--- start of Document ---
Say, 17' long x 2' beam x 1' deep x 0.7 (allowance for taper at the
ends) * 62.4 lbs/cu ft = 1485 lbs.

approx. 3/4 ton.

Peter
Best plan is not to bash into the big ones. On my own canoe camping trips
I've seen the remains of two canoes that had gone down the rapid the wrong
way -- one was a production fibreglass model, and the other was aluminum.
Both had been torn in half (the aluminum had been pounded pretty well flat
to boot). I think the damage usually occurs after an upset, when the canoe
is full of water -- when it hits more rocks then, it effectively weighs a
ton or so (I haven't done the math, what's a canoe full of water weigh?) and
the hull breaks up quite easily. We had this happen to us on a small scale
-- the canoe hit a rockpile, tipped and filled, then rolled along a shallow
stretch. Both gunnels broke, one seat and the centre thwart popped out, and
the hull took several holes.
--- end of Document ---
Can you carry the text about wrecked canoes further, starting right after its last sentence?
--- start of Records ---
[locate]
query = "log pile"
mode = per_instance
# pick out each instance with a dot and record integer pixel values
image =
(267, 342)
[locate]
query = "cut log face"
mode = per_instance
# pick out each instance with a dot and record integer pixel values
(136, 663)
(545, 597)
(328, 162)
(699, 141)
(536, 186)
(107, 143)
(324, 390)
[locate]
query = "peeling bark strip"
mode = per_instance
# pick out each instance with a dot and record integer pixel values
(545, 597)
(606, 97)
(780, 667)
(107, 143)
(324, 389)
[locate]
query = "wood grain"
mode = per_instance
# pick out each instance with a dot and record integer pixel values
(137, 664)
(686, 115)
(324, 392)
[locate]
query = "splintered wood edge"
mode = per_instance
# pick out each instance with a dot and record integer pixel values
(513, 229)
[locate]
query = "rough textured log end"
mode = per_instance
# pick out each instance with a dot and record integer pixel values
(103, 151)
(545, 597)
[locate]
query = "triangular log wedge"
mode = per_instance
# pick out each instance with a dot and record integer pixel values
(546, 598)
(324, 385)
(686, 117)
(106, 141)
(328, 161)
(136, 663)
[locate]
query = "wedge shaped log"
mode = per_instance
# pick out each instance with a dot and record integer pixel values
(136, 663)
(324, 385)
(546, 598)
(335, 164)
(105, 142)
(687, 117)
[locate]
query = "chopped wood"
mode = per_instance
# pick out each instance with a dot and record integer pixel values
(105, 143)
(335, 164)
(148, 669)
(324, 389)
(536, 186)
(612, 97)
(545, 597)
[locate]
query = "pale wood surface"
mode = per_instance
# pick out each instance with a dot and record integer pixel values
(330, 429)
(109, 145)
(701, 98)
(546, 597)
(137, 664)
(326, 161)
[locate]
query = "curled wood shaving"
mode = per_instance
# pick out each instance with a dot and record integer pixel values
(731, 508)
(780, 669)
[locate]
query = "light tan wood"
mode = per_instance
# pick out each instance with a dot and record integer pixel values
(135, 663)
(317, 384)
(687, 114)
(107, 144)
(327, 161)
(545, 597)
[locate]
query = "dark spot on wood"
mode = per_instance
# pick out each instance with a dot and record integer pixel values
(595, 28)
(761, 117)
--- end of Records ---
#### [Answer for this exercise]
So what I started out to say is I would go with the 1/4 -- it should be
strong enough for normal use, scraping over the usually rounded river rocks.
That way it will be light over the portages, which can't be avoided as
easily as rocks.

Good Luck

Jamie Orr

-----Original Message-----
From: Russ Ingram [mailto:russingram@...]
Sent: Friday, March 03, 2000 7:14 PM
To:bolger@...
Subject: [bolger] durability in whitewater


Hi All,

I'm taking a canoe/camping trip in a few weeks. I'm thinking of
throwing together a plywood boat. What do you think...will a 1/4"
bottom hold up if I bash into rocks in whitewater, or should I go with
half inch? There won't be any fiberglass sheathing, since the object
is to build a boat for less than the cost of renting one (about $100).

Thanks!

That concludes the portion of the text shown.